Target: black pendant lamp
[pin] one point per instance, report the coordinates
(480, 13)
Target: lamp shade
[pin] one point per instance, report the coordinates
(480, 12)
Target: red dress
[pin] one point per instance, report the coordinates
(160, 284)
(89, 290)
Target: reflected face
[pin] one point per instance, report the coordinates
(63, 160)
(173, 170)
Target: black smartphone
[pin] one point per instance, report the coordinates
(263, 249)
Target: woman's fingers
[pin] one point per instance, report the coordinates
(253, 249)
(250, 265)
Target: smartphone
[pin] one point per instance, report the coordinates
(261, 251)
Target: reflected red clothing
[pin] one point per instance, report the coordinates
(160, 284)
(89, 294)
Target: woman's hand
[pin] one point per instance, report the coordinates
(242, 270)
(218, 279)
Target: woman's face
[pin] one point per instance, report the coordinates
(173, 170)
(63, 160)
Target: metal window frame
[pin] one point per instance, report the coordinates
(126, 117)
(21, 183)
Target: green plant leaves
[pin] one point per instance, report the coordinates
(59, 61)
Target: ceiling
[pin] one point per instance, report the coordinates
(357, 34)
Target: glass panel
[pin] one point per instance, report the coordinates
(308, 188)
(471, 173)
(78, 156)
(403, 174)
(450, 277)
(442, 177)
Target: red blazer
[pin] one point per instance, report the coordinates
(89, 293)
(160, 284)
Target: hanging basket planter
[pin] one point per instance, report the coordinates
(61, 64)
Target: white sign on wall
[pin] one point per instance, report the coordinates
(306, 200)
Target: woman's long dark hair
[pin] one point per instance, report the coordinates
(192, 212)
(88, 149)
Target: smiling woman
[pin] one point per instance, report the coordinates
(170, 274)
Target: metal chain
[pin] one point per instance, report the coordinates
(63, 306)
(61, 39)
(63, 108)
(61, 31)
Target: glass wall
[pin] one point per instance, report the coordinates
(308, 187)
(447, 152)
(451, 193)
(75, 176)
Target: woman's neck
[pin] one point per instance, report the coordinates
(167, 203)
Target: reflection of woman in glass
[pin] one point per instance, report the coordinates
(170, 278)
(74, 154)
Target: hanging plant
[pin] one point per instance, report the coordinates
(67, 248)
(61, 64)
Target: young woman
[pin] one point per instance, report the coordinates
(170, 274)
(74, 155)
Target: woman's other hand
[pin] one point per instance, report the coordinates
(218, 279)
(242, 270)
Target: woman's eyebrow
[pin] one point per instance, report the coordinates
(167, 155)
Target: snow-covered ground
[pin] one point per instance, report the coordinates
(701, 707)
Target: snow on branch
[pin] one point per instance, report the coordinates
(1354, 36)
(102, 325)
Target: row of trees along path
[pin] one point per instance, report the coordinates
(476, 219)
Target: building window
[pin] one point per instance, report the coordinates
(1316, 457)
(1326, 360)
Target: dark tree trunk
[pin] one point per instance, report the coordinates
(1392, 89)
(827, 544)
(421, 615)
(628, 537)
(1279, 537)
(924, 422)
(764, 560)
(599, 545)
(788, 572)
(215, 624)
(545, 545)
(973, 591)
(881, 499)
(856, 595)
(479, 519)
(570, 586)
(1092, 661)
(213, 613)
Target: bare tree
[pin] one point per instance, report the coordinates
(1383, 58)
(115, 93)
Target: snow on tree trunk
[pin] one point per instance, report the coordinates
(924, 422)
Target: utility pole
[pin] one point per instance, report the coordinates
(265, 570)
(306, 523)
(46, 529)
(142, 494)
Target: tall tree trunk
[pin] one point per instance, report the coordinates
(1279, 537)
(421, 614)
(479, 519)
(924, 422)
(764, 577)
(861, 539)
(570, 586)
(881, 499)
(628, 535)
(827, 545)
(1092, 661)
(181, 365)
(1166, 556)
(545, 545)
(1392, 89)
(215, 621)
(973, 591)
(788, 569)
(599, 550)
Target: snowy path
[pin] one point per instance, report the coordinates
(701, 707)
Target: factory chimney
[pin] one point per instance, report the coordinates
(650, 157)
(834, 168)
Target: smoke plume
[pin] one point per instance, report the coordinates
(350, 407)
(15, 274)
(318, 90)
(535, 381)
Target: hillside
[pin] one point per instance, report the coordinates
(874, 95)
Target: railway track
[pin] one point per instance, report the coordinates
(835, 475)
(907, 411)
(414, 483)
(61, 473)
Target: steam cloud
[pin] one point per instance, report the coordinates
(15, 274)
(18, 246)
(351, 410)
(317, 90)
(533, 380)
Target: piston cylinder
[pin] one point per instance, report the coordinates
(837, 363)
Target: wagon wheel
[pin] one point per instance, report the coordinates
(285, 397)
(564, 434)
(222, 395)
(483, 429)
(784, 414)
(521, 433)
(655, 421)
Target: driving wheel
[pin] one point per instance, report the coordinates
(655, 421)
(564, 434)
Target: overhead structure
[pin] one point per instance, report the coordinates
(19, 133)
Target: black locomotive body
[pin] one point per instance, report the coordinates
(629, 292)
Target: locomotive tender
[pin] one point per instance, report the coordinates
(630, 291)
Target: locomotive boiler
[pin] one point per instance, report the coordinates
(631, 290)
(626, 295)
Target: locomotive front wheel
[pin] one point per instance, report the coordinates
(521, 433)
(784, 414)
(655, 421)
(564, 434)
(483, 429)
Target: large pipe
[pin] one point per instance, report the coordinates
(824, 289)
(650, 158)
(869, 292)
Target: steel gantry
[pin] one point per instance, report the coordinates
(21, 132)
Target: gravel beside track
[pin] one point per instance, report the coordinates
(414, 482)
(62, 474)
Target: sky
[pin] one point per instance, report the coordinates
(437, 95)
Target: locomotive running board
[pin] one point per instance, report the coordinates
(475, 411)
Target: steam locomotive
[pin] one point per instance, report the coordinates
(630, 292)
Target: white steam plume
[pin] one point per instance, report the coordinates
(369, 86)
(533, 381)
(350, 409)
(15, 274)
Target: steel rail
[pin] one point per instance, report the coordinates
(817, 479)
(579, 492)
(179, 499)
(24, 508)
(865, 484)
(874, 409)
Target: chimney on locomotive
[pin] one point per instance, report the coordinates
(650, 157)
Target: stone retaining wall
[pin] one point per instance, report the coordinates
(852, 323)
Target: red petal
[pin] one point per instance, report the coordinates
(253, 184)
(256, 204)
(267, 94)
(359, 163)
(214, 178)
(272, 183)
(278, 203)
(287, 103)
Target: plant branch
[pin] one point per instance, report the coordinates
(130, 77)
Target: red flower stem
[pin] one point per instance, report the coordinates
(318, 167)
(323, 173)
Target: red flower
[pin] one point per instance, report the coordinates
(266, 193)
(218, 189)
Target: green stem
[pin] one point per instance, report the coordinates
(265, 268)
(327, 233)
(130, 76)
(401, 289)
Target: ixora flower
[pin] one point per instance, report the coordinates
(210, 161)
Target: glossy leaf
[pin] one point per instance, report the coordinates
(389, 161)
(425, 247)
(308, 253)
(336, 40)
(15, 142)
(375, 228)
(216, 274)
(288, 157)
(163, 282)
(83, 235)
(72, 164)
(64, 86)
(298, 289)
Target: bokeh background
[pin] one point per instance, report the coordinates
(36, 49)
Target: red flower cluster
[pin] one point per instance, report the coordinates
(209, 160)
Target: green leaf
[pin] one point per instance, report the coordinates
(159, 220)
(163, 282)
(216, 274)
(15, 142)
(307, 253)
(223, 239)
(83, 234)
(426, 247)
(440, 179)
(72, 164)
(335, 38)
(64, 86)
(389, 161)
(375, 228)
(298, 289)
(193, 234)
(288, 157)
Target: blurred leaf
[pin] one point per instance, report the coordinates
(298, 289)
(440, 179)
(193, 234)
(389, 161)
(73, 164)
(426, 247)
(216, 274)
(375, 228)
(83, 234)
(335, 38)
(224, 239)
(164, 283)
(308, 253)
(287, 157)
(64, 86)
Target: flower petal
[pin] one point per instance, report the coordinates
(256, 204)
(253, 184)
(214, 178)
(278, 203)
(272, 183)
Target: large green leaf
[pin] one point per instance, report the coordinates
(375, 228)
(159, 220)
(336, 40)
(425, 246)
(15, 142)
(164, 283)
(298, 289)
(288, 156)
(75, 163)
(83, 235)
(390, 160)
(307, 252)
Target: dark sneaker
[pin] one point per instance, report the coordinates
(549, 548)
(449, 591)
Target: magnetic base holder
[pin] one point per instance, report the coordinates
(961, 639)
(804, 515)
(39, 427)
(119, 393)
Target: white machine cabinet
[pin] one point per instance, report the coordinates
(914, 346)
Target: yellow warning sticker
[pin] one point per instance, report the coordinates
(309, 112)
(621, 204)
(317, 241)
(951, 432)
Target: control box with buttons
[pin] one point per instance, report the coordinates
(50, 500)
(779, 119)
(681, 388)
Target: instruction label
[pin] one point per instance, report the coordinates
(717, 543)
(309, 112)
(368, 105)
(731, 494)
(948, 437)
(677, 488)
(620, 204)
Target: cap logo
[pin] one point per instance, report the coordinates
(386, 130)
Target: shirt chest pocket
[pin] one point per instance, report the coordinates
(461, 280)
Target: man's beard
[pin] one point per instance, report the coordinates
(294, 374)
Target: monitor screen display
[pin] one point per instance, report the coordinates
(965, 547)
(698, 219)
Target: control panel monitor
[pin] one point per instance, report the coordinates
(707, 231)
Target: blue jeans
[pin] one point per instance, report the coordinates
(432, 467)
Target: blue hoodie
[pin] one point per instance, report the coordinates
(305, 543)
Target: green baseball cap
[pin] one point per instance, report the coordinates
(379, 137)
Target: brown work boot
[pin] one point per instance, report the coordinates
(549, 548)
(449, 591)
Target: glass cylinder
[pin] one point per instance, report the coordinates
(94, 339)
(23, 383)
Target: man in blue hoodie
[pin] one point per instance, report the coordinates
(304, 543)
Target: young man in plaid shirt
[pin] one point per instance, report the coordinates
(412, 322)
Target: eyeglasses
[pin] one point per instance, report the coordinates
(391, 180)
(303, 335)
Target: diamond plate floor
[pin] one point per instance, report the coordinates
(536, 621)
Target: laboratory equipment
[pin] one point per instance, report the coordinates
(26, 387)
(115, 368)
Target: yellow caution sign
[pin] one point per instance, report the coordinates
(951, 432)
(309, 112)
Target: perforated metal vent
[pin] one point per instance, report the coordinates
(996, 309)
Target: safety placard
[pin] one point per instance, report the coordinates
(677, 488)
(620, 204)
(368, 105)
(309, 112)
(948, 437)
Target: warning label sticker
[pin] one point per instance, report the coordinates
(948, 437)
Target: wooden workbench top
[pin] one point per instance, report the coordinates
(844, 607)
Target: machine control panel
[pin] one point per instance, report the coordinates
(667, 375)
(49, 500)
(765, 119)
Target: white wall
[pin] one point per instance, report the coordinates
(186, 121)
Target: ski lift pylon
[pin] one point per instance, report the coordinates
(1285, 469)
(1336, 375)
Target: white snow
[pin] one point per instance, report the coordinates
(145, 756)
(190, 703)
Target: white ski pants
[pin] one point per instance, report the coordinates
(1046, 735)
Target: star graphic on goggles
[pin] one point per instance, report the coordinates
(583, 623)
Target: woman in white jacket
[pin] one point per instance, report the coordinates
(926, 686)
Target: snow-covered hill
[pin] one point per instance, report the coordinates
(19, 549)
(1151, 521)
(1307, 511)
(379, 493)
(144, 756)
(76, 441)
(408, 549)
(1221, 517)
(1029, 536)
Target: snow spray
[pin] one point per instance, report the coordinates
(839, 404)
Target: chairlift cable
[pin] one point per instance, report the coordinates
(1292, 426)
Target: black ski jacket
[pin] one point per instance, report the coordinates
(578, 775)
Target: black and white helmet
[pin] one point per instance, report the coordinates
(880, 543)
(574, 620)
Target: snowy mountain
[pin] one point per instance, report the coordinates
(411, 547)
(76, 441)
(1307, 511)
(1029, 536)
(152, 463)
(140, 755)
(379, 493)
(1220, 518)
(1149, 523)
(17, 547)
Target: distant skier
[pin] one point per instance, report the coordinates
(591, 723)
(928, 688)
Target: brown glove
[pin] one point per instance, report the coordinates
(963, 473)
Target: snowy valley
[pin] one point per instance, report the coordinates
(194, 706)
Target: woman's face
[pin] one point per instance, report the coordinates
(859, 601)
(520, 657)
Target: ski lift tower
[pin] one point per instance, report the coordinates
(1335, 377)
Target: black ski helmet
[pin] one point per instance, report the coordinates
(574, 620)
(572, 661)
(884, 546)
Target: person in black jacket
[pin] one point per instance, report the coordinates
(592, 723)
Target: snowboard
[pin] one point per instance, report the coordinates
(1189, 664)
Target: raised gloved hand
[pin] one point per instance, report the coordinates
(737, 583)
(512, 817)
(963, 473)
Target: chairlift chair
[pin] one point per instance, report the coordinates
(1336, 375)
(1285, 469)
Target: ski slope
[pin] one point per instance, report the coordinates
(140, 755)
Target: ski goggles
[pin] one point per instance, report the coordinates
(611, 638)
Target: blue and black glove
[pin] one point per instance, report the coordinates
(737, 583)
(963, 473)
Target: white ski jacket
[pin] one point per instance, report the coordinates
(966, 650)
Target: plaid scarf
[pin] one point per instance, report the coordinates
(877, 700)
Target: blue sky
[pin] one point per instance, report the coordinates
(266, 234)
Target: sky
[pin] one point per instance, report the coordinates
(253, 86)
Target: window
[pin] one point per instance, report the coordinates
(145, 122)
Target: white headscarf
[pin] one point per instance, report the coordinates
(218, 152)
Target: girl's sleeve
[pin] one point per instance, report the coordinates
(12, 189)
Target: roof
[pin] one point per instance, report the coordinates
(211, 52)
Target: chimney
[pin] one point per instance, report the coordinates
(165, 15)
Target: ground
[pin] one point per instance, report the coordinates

PROBLEM DESCRIPTION = Put the material above into a numbered list, starting with the line that contains "Target: roof" and going on through the final line of the material, with any blank lines left out.

THE REPLY =
1. Target: roof
2. [pin] one point per instance, report the coordinates
3. (211, 52)
4. Target: chimney
5. [pin] one point per instance, report the coordinates
6. (165, 15)
7. Target: ground
8. [pin] one point per instance, report the coordinates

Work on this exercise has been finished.